WHAT IS BEING ASKED
Word-for-word transcription needed. Include every entry below but no pictures.

Dataset items
-- Opening Marker --

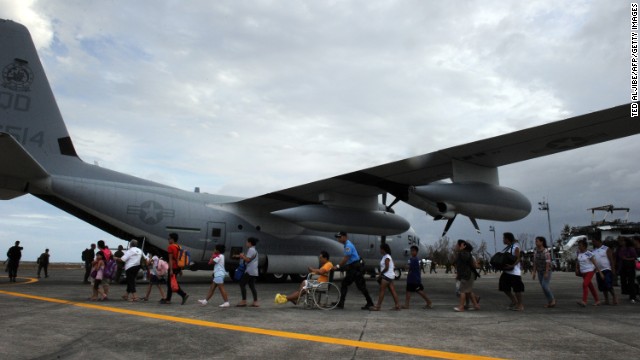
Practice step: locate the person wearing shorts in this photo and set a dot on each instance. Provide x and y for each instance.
(604, 259)
(511, 279)
(218, 277)
(387, 275)
(154, 278)
(466, 274)
(414, 281)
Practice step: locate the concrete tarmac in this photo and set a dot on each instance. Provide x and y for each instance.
(52, 319)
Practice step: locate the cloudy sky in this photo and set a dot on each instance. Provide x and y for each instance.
(247, 97)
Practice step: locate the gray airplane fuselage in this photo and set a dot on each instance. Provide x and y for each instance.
(129, 207)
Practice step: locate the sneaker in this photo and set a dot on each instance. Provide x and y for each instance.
(338, 305)
(280, 299)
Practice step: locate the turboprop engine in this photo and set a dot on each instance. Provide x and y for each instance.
(325, 218)
(475, 200)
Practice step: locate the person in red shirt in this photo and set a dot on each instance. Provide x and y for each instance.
(173, 251)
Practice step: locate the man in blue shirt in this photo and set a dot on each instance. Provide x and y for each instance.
(354, 272)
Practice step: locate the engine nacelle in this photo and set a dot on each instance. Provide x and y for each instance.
(473, 199)
(323, 218)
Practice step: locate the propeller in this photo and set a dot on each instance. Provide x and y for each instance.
(388, 208)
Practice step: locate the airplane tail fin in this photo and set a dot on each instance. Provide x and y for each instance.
(34, 140)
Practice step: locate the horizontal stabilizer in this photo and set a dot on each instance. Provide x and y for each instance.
(17, 168)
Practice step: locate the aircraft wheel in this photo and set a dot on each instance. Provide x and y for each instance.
(297, 277)
(277, 278)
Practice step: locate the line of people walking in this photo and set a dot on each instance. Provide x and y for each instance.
(601, 263)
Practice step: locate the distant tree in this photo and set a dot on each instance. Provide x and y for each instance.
(526, 240)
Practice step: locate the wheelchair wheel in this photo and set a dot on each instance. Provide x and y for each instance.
(326, 296)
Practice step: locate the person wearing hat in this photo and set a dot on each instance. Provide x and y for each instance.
(354, 272)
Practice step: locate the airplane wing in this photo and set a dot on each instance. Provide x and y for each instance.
(395, 177)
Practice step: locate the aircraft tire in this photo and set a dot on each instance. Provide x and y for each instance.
(276, 278)
(297, 277)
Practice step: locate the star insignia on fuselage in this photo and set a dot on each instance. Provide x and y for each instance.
(150, 212)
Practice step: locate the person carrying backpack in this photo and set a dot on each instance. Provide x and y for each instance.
(131, 259)
(173, 251)
(157, 271)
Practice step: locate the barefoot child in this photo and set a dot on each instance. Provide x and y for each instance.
(386, 278)
(414, 281)
(218, 277)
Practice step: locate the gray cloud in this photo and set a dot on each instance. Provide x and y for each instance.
(220, 94)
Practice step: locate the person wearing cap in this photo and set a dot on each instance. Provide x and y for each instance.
(354, 272)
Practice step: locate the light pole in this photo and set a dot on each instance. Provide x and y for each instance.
(493, 230)
(544, 206)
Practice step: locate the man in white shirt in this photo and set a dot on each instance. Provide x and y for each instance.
(131, 259)
(604, 260)
(511, 278)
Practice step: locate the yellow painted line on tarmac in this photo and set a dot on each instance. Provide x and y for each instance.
(29, 280)
(268, 332)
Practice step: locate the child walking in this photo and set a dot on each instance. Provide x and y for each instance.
(97, 273)
(414, 281)
(157, 271)
(218, 277)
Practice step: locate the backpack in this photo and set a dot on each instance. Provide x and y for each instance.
(162, 268)
(500, 260)
(184, 258)
(110, 269)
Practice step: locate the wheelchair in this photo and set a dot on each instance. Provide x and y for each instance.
(319, 295)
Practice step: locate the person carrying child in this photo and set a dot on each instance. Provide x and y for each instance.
(218, 277)
(414, 280)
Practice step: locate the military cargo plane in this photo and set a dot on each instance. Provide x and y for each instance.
(37, 157)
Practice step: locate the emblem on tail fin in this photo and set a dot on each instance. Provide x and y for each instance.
(17, 76)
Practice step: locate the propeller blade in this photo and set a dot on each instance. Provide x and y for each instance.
(475, 224)
(446, 227)
(389, 208)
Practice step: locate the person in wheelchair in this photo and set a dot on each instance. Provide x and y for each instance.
(323, 272)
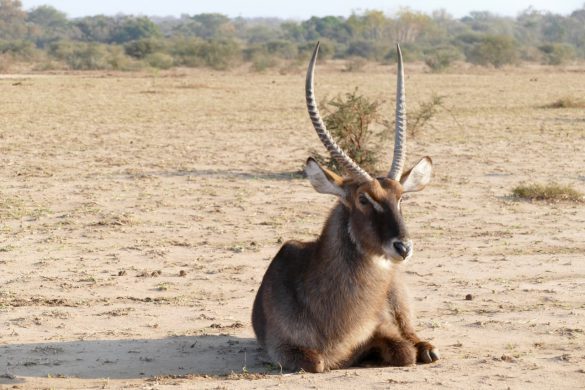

-- Closing Marker --

EXPECTED ANSWER
Practice step: locate the person wearing shorts in this photo and set a dot on each instance. Provide x and y for each instance.
(604, 259)
(511, 279)
(218, 277)
(387, 275)
(154, 278)
(466, 274)
(414, 281)
Practice step: locate the concrete tarmac in this photo and set a dot on each instance. Provide x and y for each instance.
(52, 319)
Practice step: locate the cloudy sky in this photo and set a dot on each instance. Provide x and y for each instance.
(247, 97)
Practice step: locate the gray airplane fuselage in this photo and set a dot on each instance. Provide x and y for each instance.
(129, 207)
Practice step: locate the sneaker in this photo and set a dot on each instance. Provide x and y for each instance.
(338, 305)
(280, 299)
Practice step: locate the turboprop engine in this photo and set a dot on each instance. Provide x and y for each instance.
(325, 218)
(475, 200)
Practice step: locate the person in red shirt in this photo and set a dot on each instance. Provide x and y for each instance.
(173, 251)
Practice step: locate the man in blue shirt in this photo and set a dot on each instance. Provide x and y for each instance.
(354, 272)
Practice step: locate the engine nacelle in this photo and set a dot on each instance. Provide x and y for each instance.
(473, 199)
(323, 218)
Practice step: locate the propeller in this photo and set a dot on each instance. Provide x and y for each instance.
(388, 208)
Practice step: locate the airplane tail fin in this photo and set a dot on each instance. Provide x and y for each instance.
(34, 140)
Practice step: locate the horizontal stabilizer in this photo and set a dot on each instance. Provide x and y for each instance.
(17, 168)
Practice step: locate the aircraft wheel in this photo and set a dot on each instance. Provide x and y for each instance.
(297, 277)
(277, 278)
Practice step: locate the line of people walking in this photo and set a dot on each instance. Provide x and y for each instance.
(601, 263)
Practice step: locate the distant tree in this photo and set a dot on each instance. Provide x and y for each instance.
(526, 240)
Practice step: locate the wheelchair wheel in this photo and set a dot on each instance. Provide x and y for each instance.
(326, 296)
Practice step: locate the person wearing hat in this photo and set a dot on each instance. Provide x and y for each instance.
(354, 272)
Practice step: locate the airplane wing in this photo and set a dot on each instance. Provide x and y for each instance.
(395, 177)
Practice step: locate the aircraft tire in this photo and set a dot on each instance. Provide x and y for each instance.
(276, 278)
(297, 277)
Practice step: locate the star insignia on fuselage in this photo and set a dot on each instance. Provide x and y for each instance.
(150, 212)
Practice step: locate the person carrying backpack in this photo and set a dot on each instance. Provide x and y for each instance.
(131, 259)
(173, 251)
(157, 271)
Practice step: locate the barefoot child in this photo and set a dot on each instance. Provide x and y for each instance.
(386, 278)
(414, 281)
(218, 277)
Practice step: locate the gray cloud in this photo and set a dot on each instance. Provide x and y for each instance.
(220, 94)
Practice step: locate the person wearing cap in this photo and set a dot on each instance. Provide x and y for each instance.
(354, 272)
Practice step: locate the light pole in this photo and set a dot on each instance. Provide x and y for each instance.
(493, 230)
(544, 206)
Practice step: locate the man in white shirt in this photo and set a dot on each instance. Provide x and y for each instance.
(131, 259)
(604, 260)
(511, 278)
Practice step: locate the yellow painted line on tarmac in this photo and set a dot on each instance. Provide x and y for each instance.
(29, 280)
(268, 332)
Practice step: locate the child walking in this photo and set a dot on each instance. Provide x and y for each instance.
(97, 273)
(414, 281)
(157, 271)
(218, 277)
Practice step: locate the backpack in this photo and set a dot on each instance. Provide x and y for each instance.
(162, 268)
(500, 260)
(184, 258)
(110, 269)
Practice step: locate the wheelchair in this photo and set a dot on each instance. Provide x and y for each instance.
(319, 295)
Practice step: locate the person carrying child in this photo and set a dot on each instance. Provide x and y for each instance.
(218, 277)
(414, 280)
Practice step: locate the military cargo plane in this photo and set a dot on each instance. Provide x and y for each instance.
(37, 157)
Practice step: locate the emblem on tail fin in this photo and set a dot on each instance. Provide x and y for each instance.
(17, 76)
Practice step: locate the propeller blade in this photo and set a dot on each instance. Provide x and y for each instance.
(475, 224)
(446, 227)
(389, 208)
Practice step: locate the person in wheelchair in this photo and set a dot on each instance. Provide x and y for each instance.
(323, 272)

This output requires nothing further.